◆ Short problem ◆
Starting at the line that has "Target: sky" and going through the final line of the records, rewrite those lines with "instance" changed to "occurrence" and everything else left as is.

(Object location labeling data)
* Start *
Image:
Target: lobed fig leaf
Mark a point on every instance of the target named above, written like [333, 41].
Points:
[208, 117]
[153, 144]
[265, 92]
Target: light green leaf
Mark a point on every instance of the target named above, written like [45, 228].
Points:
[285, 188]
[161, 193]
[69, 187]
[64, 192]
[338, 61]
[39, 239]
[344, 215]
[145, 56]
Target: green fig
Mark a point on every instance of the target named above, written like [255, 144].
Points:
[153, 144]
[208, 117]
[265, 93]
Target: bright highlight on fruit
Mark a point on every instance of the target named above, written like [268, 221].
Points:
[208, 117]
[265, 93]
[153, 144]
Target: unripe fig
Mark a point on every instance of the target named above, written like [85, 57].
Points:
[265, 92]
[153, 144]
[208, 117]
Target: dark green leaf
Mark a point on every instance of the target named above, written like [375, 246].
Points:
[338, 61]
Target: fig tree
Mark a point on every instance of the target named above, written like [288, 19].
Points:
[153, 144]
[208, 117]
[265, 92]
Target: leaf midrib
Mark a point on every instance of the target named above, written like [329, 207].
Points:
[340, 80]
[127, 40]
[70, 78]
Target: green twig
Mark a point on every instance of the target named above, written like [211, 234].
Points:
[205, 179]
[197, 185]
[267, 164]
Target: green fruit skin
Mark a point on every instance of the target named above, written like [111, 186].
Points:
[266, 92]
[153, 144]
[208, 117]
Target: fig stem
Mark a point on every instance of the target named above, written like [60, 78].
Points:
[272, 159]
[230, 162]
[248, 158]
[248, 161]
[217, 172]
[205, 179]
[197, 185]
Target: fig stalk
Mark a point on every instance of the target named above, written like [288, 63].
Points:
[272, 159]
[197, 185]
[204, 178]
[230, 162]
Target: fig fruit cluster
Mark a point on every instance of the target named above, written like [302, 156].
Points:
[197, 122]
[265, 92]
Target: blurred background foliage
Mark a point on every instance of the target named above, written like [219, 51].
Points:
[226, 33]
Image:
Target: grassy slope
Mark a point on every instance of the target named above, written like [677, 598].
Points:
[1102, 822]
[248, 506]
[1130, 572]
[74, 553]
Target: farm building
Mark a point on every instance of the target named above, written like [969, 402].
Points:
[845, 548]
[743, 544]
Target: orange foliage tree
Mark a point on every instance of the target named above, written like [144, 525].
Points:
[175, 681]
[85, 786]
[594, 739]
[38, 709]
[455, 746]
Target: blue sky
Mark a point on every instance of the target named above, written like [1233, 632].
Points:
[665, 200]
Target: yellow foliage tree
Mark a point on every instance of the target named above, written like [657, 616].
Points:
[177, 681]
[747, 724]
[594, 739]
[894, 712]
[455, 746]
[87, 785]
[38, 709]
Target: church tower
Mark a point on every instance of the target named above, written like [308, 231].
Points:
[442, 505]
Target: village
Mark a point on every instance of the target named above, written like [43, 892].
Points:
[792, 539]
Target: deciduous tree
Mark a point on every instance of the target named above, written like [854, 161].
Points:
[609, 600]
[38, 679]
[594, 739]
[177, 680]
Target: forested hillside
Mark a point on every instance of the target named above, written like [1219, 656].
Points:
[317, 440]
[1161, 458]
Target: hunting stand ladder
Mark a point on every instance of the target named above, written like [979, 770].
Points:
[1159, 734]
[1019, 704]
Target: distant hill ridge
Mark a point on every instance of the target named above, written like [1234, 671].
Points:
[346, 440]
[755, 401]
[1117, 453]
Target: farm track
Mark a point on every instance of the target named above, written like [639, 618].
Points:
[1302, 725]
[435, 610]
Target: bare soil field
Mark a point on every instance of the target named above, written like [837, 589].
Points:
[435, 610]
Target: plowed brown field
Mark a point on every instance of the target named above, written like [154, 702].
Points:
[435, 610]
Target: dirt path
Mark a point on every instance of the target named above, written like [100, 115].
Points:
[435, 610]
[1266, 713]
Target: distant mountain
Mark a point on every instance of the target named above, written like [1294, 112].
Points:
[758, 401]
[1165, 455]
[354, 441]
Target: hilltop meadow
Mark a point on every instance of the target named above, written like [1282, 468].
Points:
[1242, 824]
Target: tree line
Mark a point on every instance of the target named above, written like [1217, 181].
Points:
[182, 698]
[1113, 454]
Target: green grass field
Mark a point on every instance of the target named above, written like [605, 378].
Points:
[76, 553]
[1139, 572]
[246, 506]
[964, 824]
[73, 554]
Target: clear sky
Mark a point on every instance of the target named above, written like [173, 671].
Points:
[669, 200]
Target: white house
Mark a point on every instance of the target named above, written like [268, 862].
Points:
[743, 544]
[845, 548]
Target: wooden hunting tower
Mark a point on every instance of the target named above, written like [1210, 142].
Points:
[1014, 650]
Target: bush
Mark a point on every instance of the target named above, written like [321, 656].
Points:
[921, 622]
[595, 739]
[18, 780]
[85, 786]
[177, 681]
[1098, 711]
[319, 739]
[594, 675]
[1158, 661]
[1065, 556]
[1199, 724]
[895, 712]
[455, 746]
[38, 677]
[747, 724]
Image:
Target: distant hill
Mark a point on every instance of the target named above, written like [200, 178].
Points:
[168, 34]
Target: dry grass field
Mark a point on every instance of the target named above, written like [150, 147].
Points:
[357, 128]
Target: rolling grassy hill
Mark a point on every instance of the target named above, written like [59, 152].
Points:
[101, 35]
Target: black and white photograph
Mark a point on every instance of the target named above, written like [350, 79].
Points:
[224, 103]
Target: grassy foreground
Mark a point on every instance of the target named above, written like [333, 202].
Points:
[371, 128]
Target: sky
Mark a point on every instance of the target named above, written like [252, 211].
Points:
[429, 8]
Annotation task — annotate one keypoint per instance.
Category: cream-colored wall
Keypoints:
* End *
◆ Full output ◆
Target: sky
Mark a point on every occurrence of the target named above, written like [252, 211].
Points:
[429, 8]
Annotation task — annotate one keypoint per occurrence.
Category: cream-colored wall
Keypoints:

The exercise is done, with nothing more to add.